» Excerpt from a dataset

○ ○ ○ ○ ○

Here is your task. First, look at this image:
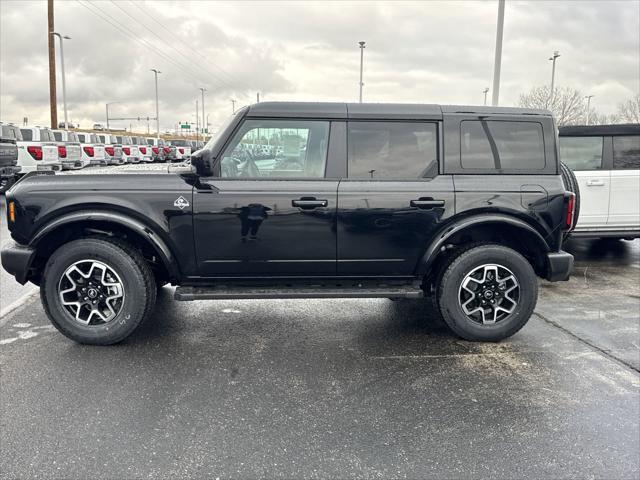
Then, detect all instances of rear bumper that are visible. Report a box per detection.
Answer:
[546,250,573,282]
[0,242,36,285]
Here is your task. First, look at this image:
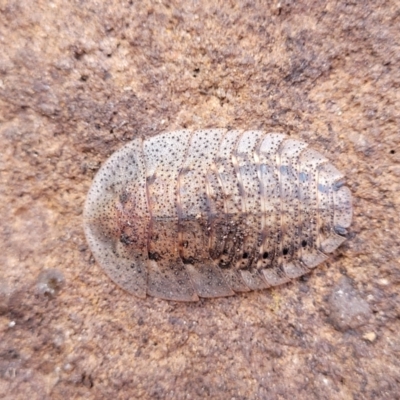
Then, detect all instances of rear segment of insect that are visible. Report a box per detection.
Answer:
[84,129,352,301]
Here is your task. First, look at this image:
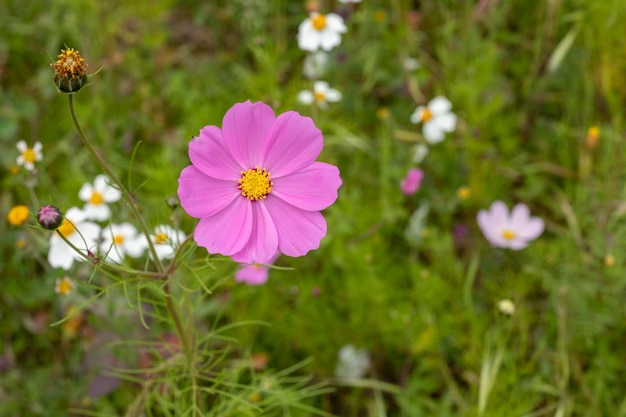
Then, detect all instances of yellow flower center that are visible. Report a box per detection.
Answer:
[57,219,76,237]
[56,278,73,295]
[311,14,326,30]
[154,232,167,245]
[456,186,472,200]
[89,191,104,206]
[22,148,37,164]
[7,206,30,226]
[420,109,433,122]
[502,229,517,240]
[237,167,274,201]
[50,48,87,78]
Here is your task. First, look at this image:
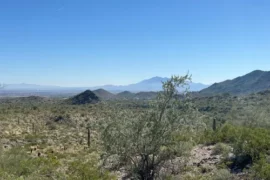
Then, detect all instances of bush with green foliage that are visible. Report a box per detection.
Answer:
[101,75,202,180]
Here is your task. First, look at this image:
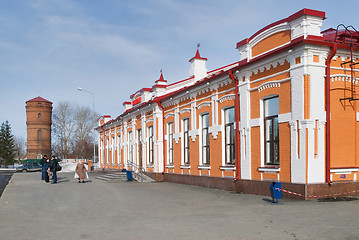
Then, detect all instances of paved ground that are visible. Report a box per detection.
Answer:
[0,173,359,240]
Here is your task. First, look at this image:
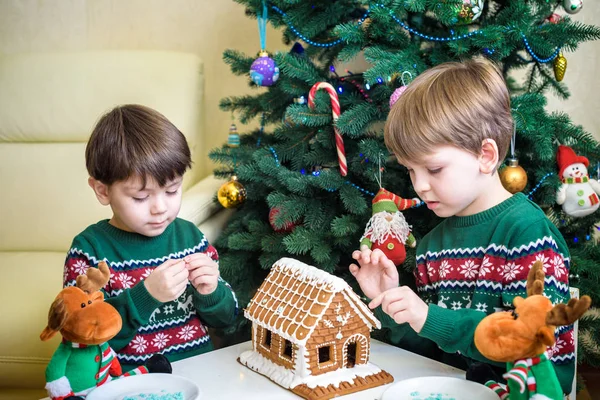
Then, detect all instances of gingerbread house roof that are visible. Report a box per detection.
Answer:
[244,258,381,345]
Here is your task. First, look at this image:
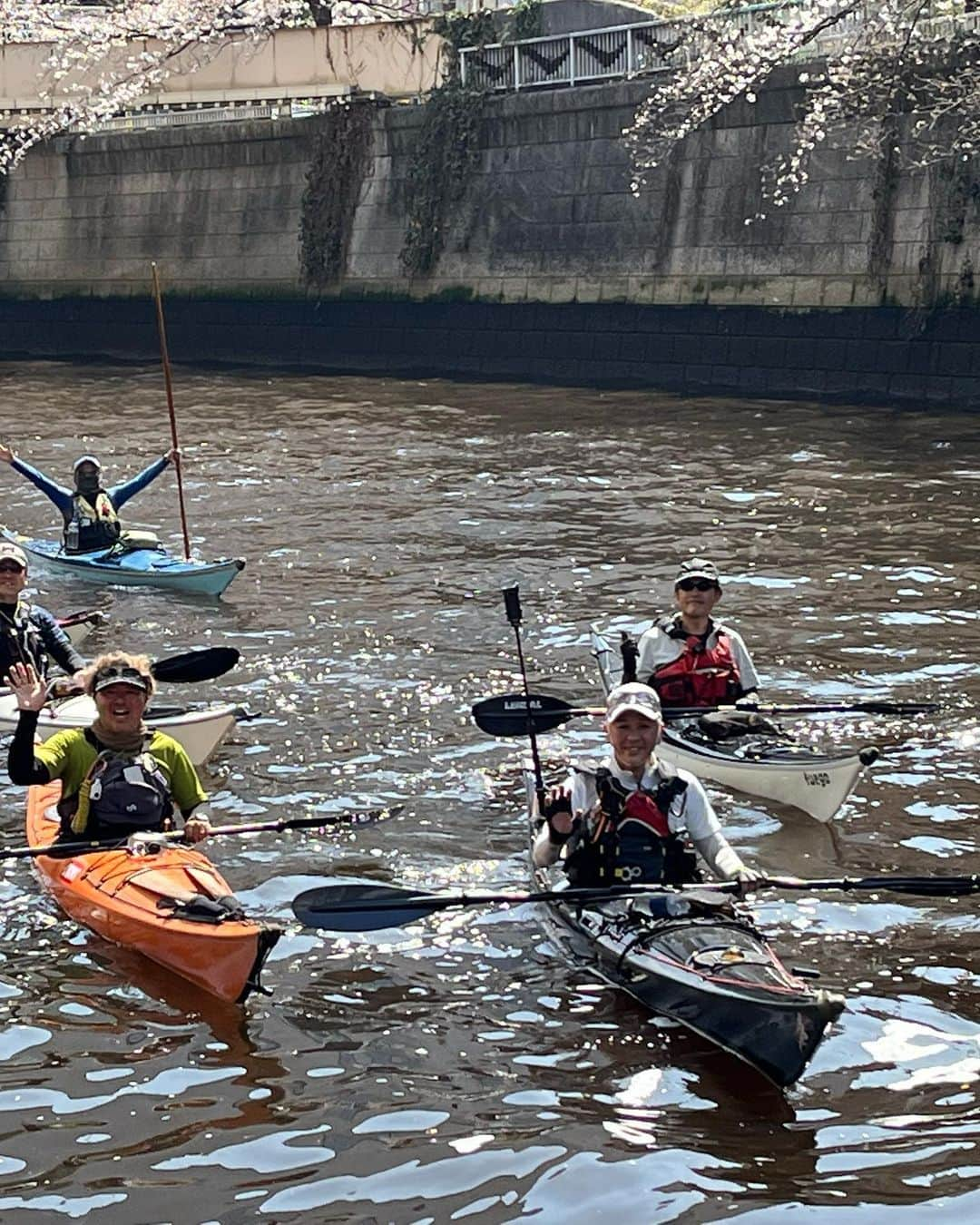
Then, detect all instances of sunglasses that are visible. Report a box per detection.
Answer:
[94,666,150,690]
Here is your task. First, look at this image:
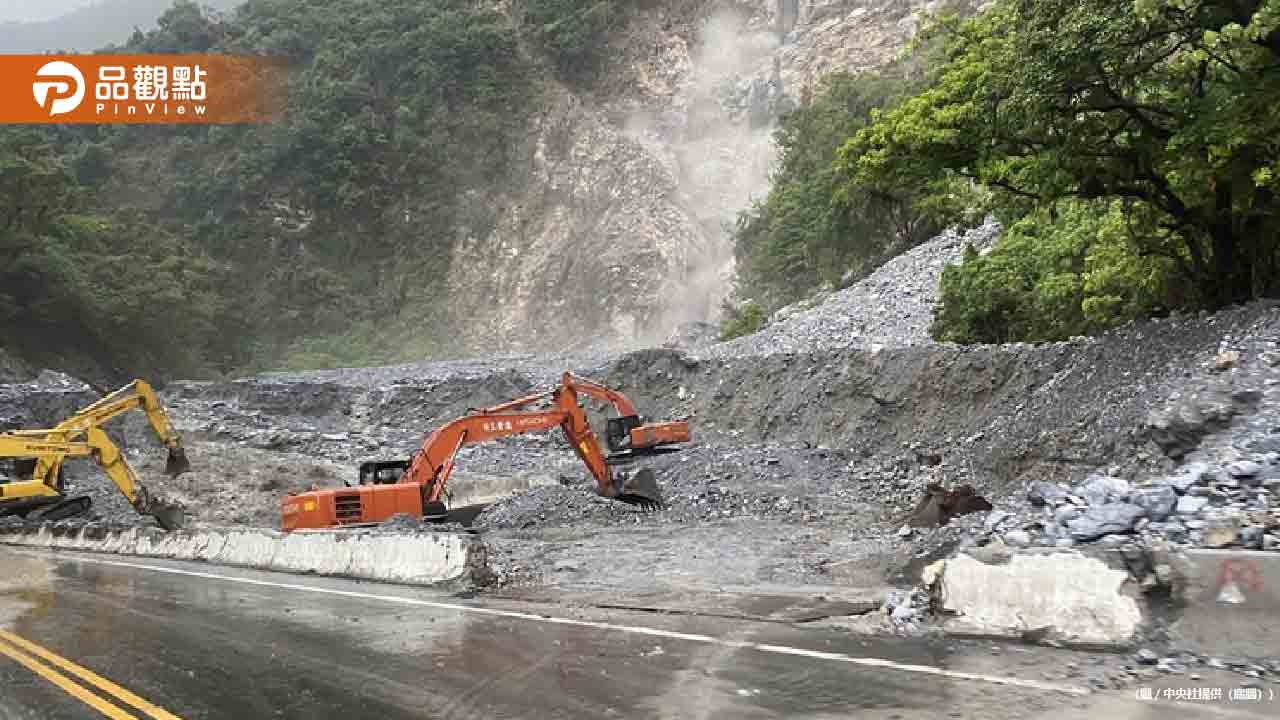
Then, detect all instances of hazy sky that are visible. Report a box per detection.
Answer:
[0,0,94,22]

○ ○ ○ ○ ○

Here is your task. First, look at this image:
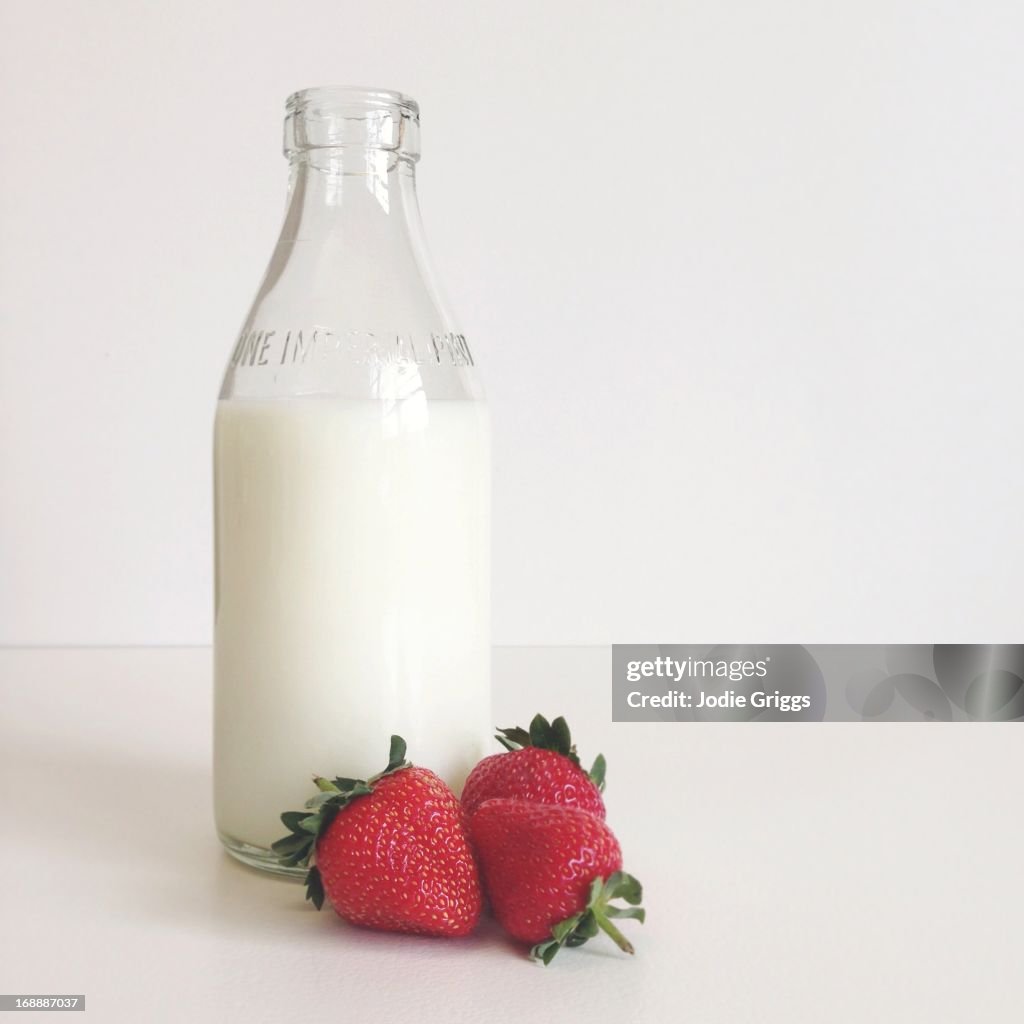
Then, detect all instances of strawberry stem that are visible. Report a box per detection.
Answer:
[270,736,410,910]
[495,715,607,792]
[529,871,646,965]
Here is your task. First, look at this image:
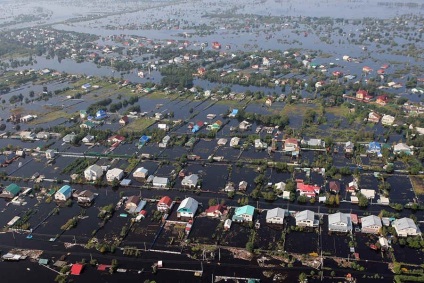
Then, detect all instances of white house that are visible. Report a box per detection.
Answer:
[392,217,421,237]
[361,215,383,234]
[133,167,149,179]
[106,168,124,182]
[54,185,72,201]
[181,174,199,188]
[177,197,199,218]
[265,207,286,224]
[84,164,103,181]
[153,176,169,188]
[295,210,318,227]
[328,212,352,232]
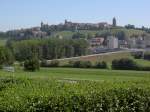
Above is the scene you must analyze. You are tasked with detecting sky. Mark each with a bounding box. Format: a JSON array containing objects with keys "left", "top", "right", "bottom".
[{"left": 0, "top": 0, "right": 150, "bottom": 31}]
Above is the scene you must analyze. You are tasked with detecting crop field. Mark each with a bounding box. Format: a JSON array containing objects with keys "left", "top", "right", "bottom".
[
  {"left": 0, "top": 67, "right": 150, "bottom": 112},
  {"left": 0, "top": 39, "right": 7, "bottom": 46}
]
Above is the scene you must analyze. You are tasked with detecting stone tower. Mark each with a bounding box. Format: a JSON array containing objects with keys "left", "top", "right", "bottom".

○ ○ ○ ○ ○

» WHAT NEEDS TO BE DONE
Rewrite the data from the line with "with detecting sky." up to and including the line with "with detecting stone" as a JSON list of strings, one string per line, leaving out blank lines.

» CORRECT RESPONSE
[
  "Above is the scene you must analyze. You are tasked with detecting sky. Mark each with a bounding box. Format: a JSON array containing objects with keys \"left\", \"top\", \"right\", \"bottom\".",
  "[{\"left\": 0, \"top\": 0, \"right\": 150, \"bottom\": 31}]",
  "Above is the scene you must analyze. You are tasked with detecting crop field. Mark each with a bounding box. Format: a JSON array containing objects with keys \"left\", \"top\", \"right\", \"bottom\".",
  "[",
  "  {\"left\": 0, \"top\": 67, \"right\": 150, \"bottom\": 112},",
  "  {\"left\": 0, \"top\": 39, \"right\": 7, \"bottom\": 46}",
  "]",
  "Above is the scene you must analyze. You are tasked with detecting stone tower. Mark each with a bounding box. Format: a JSON array containing objects with keys \"left\", \"top\", \"right\", \"bottom\"."
]